[Data items]
· · · ·

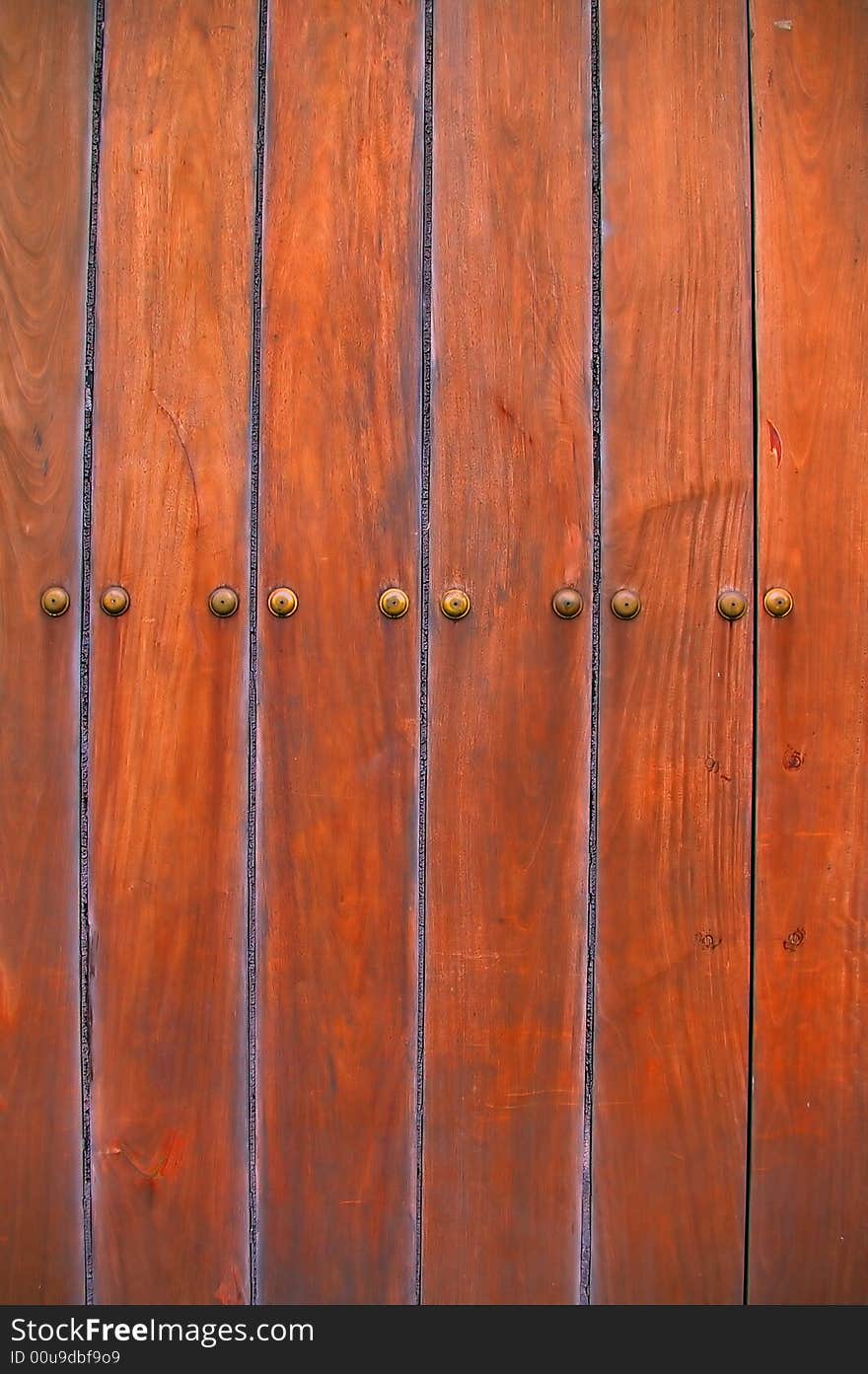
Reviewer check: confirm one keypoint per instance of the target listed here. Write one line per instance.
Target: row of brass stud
(567, 602)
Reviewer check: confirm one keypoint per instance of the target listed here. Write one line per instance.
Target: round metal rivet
(223, 602)
(567, 604)
(55, 601)
(732, 605)
(114, 601)
(625, 605)
(455, 604)
(777, 602)
(282, 602)
(395, 604)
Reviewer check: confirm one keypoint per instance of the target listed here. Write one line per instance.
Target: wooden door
(433, 651)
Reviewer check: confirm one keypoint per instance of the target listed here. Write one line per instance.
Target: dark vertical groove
(424, 586)
(597, 441)
(756, 632)
(255, 375)
(84, 664)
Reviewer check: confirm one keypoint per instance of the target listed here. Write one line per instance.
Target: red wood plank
(510, 684)
(169, 699)
(675, 776)
(809, 1179)
(45, 74)
(339, 684)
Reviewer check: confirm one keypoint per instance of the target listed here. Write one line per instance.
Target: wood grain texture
(169, 699)
(809, 1179)
(45, 72)
(675, 773)
(510, 685)
(339, 684)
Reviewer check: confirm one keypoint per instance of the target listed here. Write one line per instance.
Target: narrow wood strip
(45, 73)
(809, 1178)
(675, 778)
(338, 681)
(510, 684)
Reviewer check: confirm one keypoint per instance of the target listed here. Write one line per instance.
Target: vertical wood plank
(169, 703)
(45, 74)
(675, 778)
(510, 684)
(809, 1178)
(338, 682)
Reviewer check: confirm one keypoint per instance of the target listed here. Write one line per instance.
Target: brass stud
(777, 601)
(455, 604)
(395, 604)
(625, 604)
(223, 602)
(567, 602)
(732, 605)
(114, 601)
(282, 602)
(55, 601)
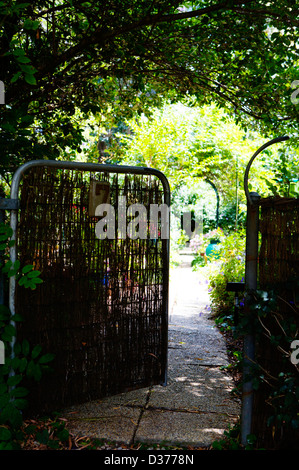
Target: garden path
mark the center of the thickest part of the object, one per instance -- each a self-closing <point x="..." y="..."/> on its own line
<point x="196" y="406"/>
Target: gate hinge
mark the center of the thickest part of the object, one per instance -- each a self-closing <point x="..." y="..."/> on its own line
<point x="9" y="204"/>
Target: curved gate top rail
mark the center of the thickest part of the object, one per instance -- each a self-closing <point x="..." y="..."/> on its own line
<point x="123" y="312"/>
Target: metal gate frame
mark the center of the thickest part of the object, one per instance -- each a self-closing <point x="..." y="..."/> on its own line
<point x="110" y="168"/>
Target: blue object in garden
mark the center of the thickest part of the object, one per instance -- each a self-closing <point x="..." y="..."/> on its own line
<point x="212" y="250"/>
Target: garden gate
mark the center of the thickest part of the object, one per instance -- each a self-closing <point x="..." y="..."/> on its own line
<point x="102" y="308"/>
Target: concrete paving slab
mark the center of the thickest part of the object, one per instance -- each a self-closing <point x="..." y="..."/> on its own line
<point x="105" y="420"/>
<point x="178" y="428"/>
<point x="196" y="406"/>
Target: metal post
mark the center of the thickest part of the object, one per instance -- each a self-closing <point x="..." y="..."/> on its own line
<point x="2" y="219"/>
<point x="250" y="284"/>
<point x="251" y="268"/>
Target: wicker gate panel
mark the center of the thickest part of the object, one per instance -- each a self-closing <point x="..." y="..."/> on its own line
<point x="102" y="306"/>
<point x="278" y="272"/>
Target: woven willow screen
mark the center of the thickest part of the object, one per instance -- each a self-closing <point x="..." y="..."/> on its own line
<point x="102" y="306"/>
<point x="279" y="252"/>
<point x="278" y="272"/>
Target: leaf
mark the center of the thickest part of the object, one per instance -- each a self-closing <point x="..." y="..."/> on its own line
<point x="25" y="347"/>
<point x="36" y="351"/>
<point x="19" y="392"/>
<point x="26" y="269"/>
<point x="30" y="79"/>
<point x="33" y="274"/>
<point x="46" y="358"/>
<point x="14" y="380"/>
<point x="5" y="434"/>
<point x="15" y="77"/>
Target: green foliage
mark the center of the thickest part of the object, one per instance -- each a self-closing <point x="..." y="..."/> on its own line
<point x="61" y="65"/>
<point x="285" y="167"/>
<point x="22" y="361"/>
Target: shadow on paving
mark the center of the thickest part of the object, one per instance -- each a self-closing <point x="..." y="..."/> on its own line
<point x="196" y="406"/>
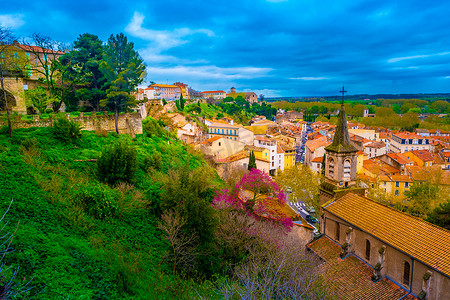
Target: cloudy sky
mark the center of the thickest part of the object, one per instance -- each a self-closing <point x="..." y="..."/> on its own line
<point x="273" y="47"/>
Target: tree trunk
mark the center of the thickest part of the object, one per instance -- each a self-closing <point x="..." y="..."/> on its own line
<point x="117" y="121"/>
<point x="6" y="104"/>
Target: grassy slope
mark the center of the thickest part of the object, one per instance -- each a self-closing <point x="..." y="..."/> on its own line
<point x="70" y="254"/>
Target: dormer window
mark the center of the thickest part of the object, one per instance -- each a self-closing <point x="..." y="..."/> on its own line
<point x="347" y="168"/>
<point x="331" y="167"/>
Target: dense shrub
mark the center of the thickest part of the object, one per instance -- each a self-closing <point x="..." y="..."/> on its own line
<point x="97" y="200"/>
<point x="117" y="163"/>
<point x="66" y="130"/>
<point x="152" y="127"/>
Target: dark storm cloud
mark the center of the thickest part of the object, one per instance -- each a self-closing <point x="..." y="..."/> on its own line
<point x="283" y="48"/>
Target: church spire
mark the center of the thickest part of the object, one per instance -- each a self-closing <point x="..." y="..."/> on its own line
<point x="341" y="140"/>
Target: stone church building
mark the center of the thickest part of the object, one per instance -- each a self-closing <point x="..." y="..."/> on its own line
<point x="406" y="250"/>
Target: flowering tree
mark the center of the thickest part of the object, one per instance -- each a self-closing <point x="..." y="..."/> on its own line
<point x="257" y="195"/>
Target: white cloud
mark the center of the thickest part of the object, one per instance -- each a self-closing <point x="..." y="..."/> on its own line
<point x="397" y="59"/>
<point x="309" y="78"/>
<point x="208" y="72"/>
<point x="163" y="39"/>
<point x="12" y="21"/>
<point x="265" y="92"/>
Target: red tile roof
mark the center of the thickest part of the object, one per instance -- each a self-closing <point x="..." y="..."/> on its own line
<point x="350" y="278"/>
<point x="424" y="241"/>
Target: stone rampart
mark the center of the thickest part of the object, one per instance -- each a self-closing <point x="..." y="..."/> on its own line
<point x="129" y="123"/>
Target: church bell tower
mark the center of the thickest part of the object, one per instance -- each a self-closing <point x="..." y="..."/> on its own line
<point x="340" y="161"/>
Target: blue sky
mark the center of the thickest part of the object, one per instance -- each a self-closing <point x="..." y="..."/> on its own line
<point x="273" y="47"/>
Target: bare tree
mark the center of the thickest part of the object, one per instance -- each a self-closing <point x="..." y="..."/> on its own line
<point x="182" y="253"/>
<point x="45" y="53"/>
<point x="6" y="38"/>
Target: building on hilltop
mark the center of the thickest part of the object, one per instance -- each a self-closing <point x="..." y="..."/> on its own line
<point x="218" y="95"/>
<point x="24" y="67"/>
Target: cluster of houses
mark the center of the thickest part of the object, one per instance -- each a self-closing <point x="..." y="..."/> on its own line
<point x="390" y="160"/>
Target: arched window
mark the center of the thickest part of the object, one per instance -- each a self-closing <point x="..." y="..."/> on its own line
<point x="367" y="250"/>
<point x="406" y="273"/>
<point x="338" y="232"/>
<point x="347" y="168"/>
<point x="331" y="167"/>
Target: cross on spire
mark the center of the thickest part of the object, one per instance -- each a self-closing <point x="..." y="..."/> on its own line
<point x="343" y="92"/>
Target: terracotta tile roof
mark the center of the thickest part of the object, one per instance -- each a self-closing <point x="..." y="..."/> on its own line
<point x="211" y="140"/>
<point x="378" y="167"/>
<point x="409" y="135"/>
<point x="377" y="145"/>
<point x="279" y="149"/>
<point x="424" y="241"/>
<point x="264" y="139"/>
<point x="212" y="92"/>
<point x="349" y="278"/>
<point x="254" y="148"/>
<point x="423" y="155"/>
<point x="318" y="159"/>
<point x="265" y="122"/>
<point x="164" y="85"/>
<point x="258" y="129"/>
<point x="402" y="178"/>
<point x="400" y="158"/>
<point x="222" y="124"/>
<point x="312" y="145"/>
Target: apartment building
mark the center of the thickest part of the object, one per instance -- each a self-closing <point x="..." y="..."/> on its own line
<point x="218" y="95"/>
<point x="166" y="91"/>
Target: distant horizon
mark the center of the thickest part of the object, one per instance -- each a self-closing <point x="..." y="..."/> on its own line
<point x="279" y="48"/>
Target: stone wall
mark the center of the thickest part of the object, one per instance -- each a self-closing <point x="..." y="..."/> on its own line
<point x="129" y="123"/>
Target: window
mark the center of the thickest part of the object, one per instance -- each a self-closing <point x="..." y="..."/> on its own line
<point x="347" y="168"/>
<point x="338" y="232"/>
<point x="406" y="273"/>
<point x="331" y="167"/>
<point x="367" y="250"/>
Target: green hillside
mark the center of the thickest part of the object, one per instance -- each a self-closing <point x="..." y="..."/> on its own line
<point x="70" y="251"/>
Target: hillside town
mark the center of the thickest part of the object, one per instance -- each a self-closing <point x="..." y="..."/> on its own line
<point x="365" y="226"/>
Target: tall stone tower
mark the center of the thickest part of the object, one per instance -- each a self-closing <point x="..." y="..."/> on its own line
<point x="340" y="162"/>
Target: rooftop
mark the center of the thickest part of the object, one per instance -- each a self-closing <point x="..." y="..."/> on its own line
<point x="350" y="278"/>
<point x="415" y="237"/>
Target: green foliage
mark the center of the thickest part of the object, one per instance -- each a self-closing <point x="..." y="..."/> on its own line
<point x="97" y="200"/>
<point x="152" y="127"/>
<point x="153" y="161"/>
<point x="66" y="130"/>
<point x="118" y="163"/>
<point x="67" y="250"/>
<point x="252" y="161"/>
<point x="38" y="98"/>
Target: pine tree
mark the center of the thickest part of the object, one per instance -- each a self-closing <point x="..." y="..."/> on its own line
<point x="252" y="161"/>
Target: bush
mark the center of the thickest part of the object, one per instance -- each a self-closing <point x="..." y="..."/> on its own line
<point x="29" y="144"/>
<point x="4" y="129"/>
<point x="97" y="200"/>
<point x="66" y="130"/>
<point x="117" y="163"/>
<point x="154" y="161"/>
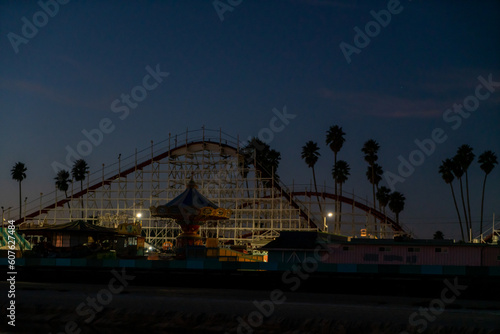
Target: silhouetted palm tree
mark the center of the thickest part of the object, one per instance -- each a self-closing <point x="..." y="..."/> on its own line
<point x="267" y="159"/>
<point x="438" y="235"/>
<point x="397" y="203"/>
<point x="62" y="180"/>
<point x="18" y="173"/>
<point x="465" y="158"/>
<point x="446" y="171"/>
<point x="370" y="149"/>
<point x="383" y="197"/>
<point x="340" y="172"/>
<point x="79" y="172"/>
<point x="459" y="172"/>
<point x="487" y="162"/>
<point x="374" y="175"/>
<point x="335" y="140"/>
<point x="310" y="154"/>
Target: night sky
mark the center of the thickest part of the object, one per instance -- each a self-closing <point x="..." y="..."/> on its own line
<point x="229" y="67"/>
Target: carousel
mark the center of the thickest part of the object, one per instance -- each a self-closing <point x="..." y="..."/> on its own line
<point x="190" y="210"/>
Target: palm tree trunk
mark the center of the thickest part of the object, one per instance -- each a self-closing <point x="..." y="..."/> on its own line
<point x="458" y="211"/>
<point x="465" y="211"/>
<point x="316" y="189"/>
<point x="66" y="193"/>
<point x="340" y="210"/>
<point x="336" y="199"/>
<point x="20" y="202"/>
<point x="374" y="199"/>
<point x="468" y="202"/>
<point x="482" y="205"/>
<point x="81" y="197"/>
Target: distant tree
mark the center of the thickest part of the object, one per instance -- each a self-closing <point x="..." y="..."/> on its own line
<point x="340" y="172"/>
<point x="335" y="138"/>
<point x="397" y="203"/>
<point x="370" y="150"/>
<point x="465" y="157"/>
<point x="383" y="197"/>
<point x="310" y="154"/>
<point x="62" y="180"/>
<point x="18" y="173"/>
<point x="438" y="235"/>
<point x="79" y="173"/>
<point x="374" y="175"/>
<point x="459" y="172"/>
<point x="267" y="159"/>
<point x="487" y="162"/>
<point x="446" y="171"/>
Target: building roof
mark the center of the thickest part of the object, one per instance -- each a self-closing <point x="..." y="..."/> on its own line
<point x="303" y="240"/>
<point x="78" y="226"/>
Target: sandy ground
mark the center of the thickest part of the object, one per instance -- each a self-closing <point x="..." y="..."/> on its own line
<point x="53" y="308"/>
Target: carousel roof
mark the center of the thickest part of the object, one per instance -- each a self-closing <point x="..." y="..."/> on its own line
<point x="190" y="207"/>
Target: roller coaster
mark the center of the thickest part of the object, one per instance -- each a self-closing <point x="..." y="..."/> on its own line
<point x="262" y="205"/>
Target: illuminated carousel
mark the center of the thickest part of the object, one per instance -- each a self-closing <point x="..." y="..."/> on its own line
<point x="190" y="210"/>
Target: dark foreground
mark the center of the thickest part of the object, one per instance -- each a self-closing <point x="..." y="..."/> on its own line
<point x="135" y="301"/>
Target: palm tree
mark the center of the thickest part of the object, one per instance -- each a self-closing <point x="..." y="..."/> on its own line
<point x="267" y="159"/>
<point x="446" y="171"/>
<point x="79" y="172"/>
<point x="487" y="162"/>
<point x="459" y="172"/>
<point x="397" y="203"/>
<point x="370" y="149"/>
<point x="340" y="172"/>
<point x="465" y="158"/>
<point x="335" y="140"/>
<point x="62" y="180"/>
<point x="374" y="175"/>
<point x="310" y="154"/>
<point x="383" y="197"/>
<point x="438" y="235"/>
<point x="18" y="173"/>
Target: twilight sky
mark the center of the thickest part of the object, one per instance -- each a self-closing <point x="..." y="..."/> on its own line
<point x="423" y="74"/>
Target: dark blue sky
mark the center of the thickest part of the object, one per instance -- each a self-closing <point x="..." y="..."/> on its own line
<point x="232" y="73"/>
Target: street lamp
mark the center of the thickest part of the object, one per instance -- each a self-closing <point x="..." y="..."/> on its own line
<point x="3" y="210"/>
<point x="325" y="226"/>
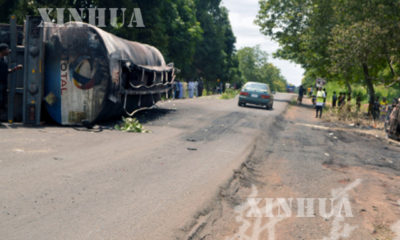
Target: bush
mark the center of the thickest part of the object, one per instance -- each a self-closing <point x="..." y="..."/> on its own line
<point x="130" y="125"/>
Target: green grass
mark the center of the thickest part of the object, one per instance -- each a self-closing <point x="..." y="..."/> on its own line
<point x="380" y="91"/>
<point x="130" y="125"/>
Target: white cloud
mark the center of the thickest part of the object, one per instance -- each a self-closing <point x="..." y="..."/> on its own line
<point x="241" y="15"/>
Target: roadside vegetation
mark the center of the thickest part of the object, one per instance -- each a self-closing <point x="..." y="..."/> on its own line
<point x="353" y="44"/>
<point x="196" y="35"/>
<point x="130" y="125"/>
<point x="229" y="93"/>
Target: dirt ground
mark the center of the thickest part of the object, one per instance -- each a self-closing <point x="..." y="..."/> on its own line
<point x="302" y="157"/>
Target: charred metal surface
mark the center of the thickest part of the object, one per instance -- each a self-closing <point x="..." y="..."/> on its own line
<point x="92" y="75"/>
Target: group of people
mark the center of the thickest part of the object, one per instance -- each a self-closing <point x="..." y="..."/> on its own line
<point x="318" y="100"/>
<point x="192" y="88"/>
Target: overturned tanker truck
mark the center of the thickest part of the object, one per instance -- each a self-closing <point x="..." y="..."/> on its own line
<point x="91" y="75"/>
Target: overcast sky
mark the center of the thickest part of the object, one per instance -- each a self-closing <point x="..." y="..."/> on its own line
<point x="242" y="14"/>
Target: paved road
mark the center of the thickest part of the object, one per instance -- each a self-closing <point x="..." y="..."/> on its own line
<point x="60" y="183"/>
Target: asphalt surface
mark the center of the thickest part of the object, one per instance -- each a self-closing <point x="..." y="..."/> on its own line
<point x="61" y="183"/>
<point x="314" y="159"/>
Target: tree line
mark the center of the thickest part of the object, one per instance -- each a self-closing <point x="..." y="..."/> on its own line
<point x="194" y="34"/>
<point x="348" y="41"/>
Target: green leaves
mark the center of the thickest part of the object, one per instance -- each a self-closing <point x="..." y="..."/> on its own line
<point x="254" y="66"/>
<point x="130" y="125"/>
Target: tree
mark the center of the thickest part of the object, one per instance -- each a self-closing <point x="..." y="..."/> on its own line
<point x="254" y="66"/>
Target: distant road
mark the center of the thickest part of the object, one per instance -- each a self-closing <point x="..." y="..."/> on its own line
<point x="60" y="183"/>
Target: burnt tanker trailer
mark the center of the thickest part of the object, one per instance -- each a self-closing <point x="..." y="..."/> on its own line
<point x="92" y="75"/>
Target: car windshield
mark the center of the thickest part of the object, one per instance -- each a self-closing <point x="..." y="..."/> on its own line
<point x="256" y="87"/>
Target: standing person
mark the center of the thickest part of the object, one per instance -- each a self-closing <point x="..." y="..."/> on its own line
<point x="4" y="71"/>
<point x="190" y="89"/>
<point x="196" y="88"/>
<point x="342" y="99"/>
<point x="334" y="99"/>
<point x="200" y="87"/>
<point x="384" y="109"/>
<point x="301" y="94"/>
<point x="176" y="88"/>
<point x="319" y="104"/>
<point x="358" y="102"/>
<point x="376" y="109"/>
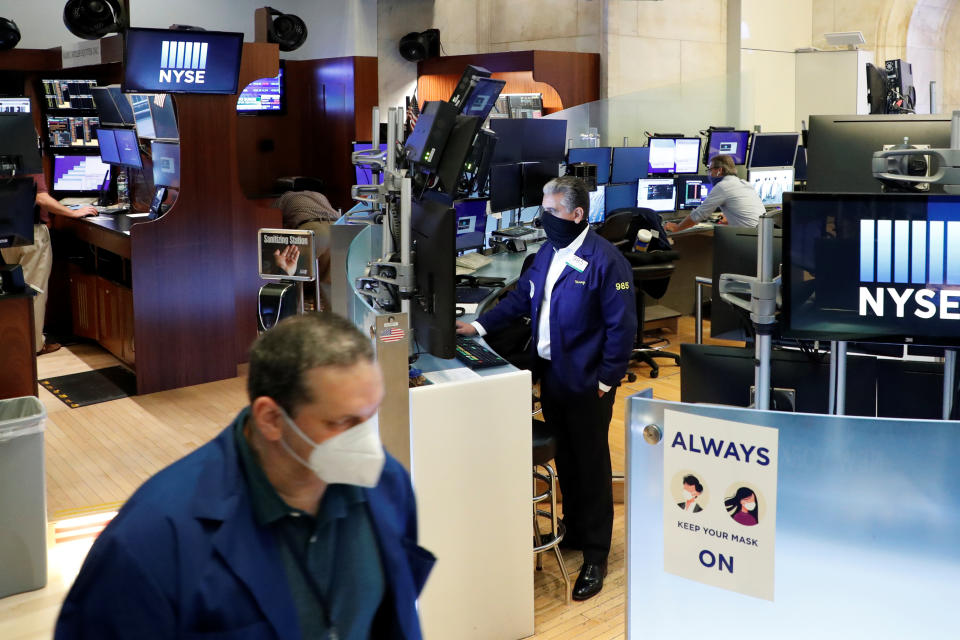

· · · ·

_Exercise objective_.
Copy every line of the data items above that contains the word "green", with case counting.

_Task output_.
Target: green foliage
Target: green hillside
Target: green foliage
Target: green grass
Target: green leaves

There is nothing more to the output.